• **Short exercise**: Please render the records below as a JSON list of strings with one string per line, skipping blank lines and leaving the pictures out.

• **Data for this exercise**:
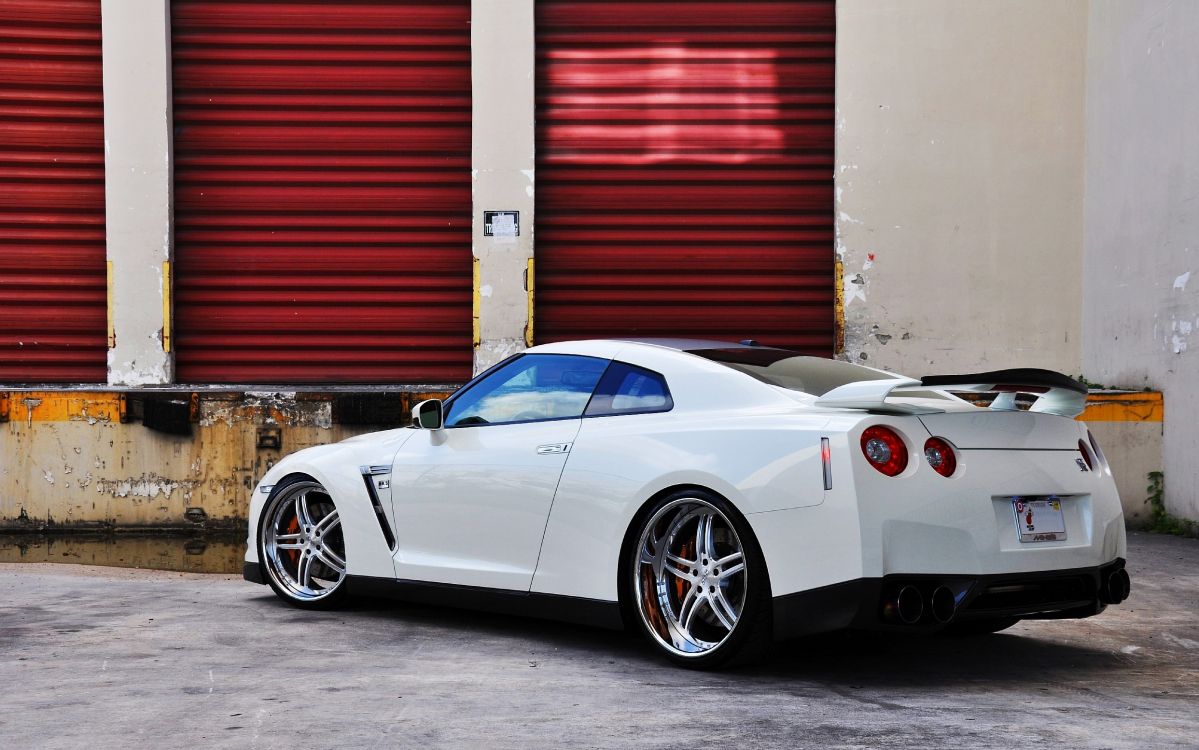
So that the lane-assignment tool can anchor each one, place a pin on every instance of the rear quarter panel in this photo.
(759, 460)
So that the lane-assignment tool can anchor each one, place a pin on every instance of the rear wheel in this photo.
(699, 582)
(301, 544)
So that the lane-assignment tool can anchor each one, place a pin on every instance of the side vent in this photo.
(368, 475)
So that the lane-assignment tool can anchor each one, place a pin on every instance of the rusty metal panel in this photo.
(52, 193)
(685, 170)
(323, 191)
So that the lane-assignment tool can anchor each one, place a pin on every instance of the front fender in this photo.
(336, 467)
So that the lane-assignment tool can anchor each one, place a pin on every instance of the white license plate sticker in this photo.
(1038, 519)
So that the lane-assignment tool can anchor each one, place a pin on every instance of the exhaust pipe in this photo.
(944, 604)
(909, 605)
(1116, 587)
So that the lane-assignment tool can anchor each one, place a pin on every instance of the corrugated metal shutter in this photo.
(52, 193)
(685, 170)
(321, 191)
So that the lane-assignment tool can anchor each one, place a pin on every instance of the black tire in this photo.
(275, 567)
(751, 635)
(981, 627)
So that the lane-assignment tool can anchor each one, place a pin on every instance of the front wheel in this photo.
(699, 582)
(301, 544)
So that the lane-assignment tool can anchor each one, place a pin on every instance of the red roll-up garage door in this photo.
(685, 170)
(52, 192)
(321, 191)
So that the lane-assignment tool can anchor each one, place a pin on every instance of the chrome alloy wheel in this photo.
(690, 576)
(302, 543)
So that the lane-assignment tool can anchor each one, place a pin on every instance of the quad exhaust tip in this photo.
(1116, 587)
(909, 605)
(943, 604)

• **Task solution**:
[
  "So that the lane-assignment tool can anchor each one, place a pin on every instance of the rear quarter panel in this photo.",
  "(759, 460)",
  "So that the lane-assignment tool can anchor each one, place a pin on every instance of the rear wheel in this photo.",
  "(699, 582)",
  "(301, 544)",
  "So that the lane-assignment tool can anchor each one, place a pin on every instance of the side vent in this photo.",
  "(368, 475)",
  "So that the lane-assignment tool can anchor each one, place a pin on every instance of the rusty metal panel in this photo.",
  "(52, 193)",
  "(685, 170)",
  "(323, 191)",
  "So that the lane-assignment tool can anchor each one, place a pin on every instance of the front fender in this photo.",
  "(336, 467)",
  "So that the lane-assignment tool can anchor each one, place a pin on every instance of the white license plate sticker in this photo.",
  "(1038, 519)",
  "So that the lane-assignment tool can anchor each one, place a pin on every instance of the exhaust pipe in this photo.",
  "(944, 604)",
  "(909, 605)",
  "(1116, 587)",
  "So that the lane-assignment tool can anchor each one, place a pin on every instance of the corrugated metal shutter in this photo.",
  "(52, 193)",
  "(685, 170)",
  "(321, 191)",
  "So that the lane-assignment tool can anchor each one, place a pin on every instance of the black tire in this photo.",
  "(275, 567)",
  "(751, 635)",
  "(981, 627)",
  "So that the lane-assignment tool can anchor each one, place a pin on every instance of the front wheel in this photo.",
  "(699, 582)",
  "(301, 544)",
  "So that the lane-assignment tool can anchor each one, place a pin on every instance of the red roll-up garage door in this photo.",
  "(685, 170)",
  "(52, 192)",
  "(321, 191)",
  "So that the lane-assignment tool can anchor each one, place a pin on every instance of the chrome alloy wheel in this photo.",
  "(690, 576)",
  "(302, 543)",
  "So that the lane-assignment tool can anchor each one, place a pin on every instance of the quad exhaust tip in this photo.",
  "(1116, 587)",
  "(909, 605)",
  "(943, 604)"
]